◆ Your objective ◆
What is needed here is a verbatim copy of the records that follow.

---------------

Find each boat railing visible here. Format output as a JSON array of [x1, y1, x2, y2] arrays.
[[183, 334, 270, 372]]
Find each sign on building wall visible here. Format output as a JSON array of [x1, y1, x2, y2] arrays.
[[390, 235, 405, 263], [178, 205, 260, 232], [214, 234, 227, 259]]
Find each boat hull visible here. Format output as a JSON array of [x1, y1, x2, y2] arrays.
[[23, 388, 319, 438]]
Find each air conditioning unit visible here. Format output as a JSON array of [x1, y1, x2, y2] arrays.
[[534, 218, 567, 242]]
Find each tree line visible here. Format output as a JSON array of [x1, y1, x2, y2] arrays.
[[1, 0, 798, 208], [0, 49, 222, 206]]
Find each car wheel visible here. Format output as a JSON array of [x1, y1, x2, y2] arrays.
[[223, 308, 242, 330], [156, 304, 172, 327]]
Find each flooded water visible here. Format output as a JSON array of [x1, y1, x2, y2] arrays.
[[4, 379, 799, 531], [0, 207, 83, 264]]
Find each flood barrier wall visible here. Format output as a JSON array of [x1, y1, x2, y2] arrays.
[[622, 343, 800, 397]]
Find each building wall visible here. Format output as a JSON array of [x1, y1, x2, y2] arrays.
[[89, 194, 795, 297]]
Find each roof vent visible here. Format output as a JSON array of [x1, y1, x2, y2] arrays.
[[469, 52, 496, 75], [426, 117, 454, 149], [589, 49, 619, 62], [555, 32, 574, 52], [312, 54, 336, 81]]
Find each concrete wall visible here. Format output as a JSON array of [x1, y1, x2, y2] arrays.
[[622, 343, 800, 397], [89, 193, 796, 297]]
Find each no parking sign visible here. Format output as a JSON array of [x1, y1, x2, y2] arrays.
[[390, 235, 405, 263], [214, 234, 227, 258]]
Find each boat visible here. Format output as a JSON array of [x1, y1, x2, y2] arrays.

---------------

◆ Task answer ◆
Find each boat railing visible here. Format output as a JSON array of [x1, y1, x2, y2] arrays.
[[183, 334, 270, 372]]
Find each sign on building wall visible here. Format output as a JSON array of [x1, y1, x2, y2] arrays.
[[390, 235, 405, 263], [178, 205, 260, 232], [214, 234, 227, 259]]
Find each boat hull visible here. Format output as a JSON array of [x1, y1, x2, y2] arrays.
[[23, 388, 319, 438]]
Find each air conditioning unit visible here. Format output as a JSON array of [x1, y1, x2, y2] arrays.
[[534, 218, 567, 242]]
Find each tree line visible here. Format output as a JSON array of [x1, y1, x2, y2] arrays.
[[1, 0, 798, 208], [0, 49, 222, 206]]
Find each car wheel visible here. Format output as a JSON array of [x1, y1, x2, y2] arrays.
[[223, 308, 242, 330], [156, 304, 172, 327]]
Find each flooded water visible here. Format output as a JSON array of [x1, y1, x2, y2] arrays.
[[4, 379, 799, 531], [0, 207, 83, 264]]
Find each flood barrier wall visible here. Format output as a JSON array of [x1, y1, x2, y2] arrays.
[[622, 343, 800, 397]]
Find each building wall visible here. Format output as a JSON array of [x1, y1, x2, y2] arrays.
[[89, 194, 795, 297]]
Find each roof vent visible here. Format output as a JSON array of [x1, y1, x2, y2] arrays.
[[469, 52, 496, 75], [426, 117, 454, 149], [589, 49, 619, 62], [555, 32, 574, 52], [312, 54, 336, 81]]
Find each concrete wall visible here. Format output as a JSON array of [x1, y1, x2, y2] arrays.
[[622, 343, 800, 397], [89, 193, 796, 297]]
Find each no parking sign visible here. Format output as a JSON array of [x1, y1, x2, y2] arrays.
[[390, 235, 405, 263], [214, 234, 227, 258]]
Find each boat visible here. Format output as a JSON array of [x1, y1, x2, y2] arrays.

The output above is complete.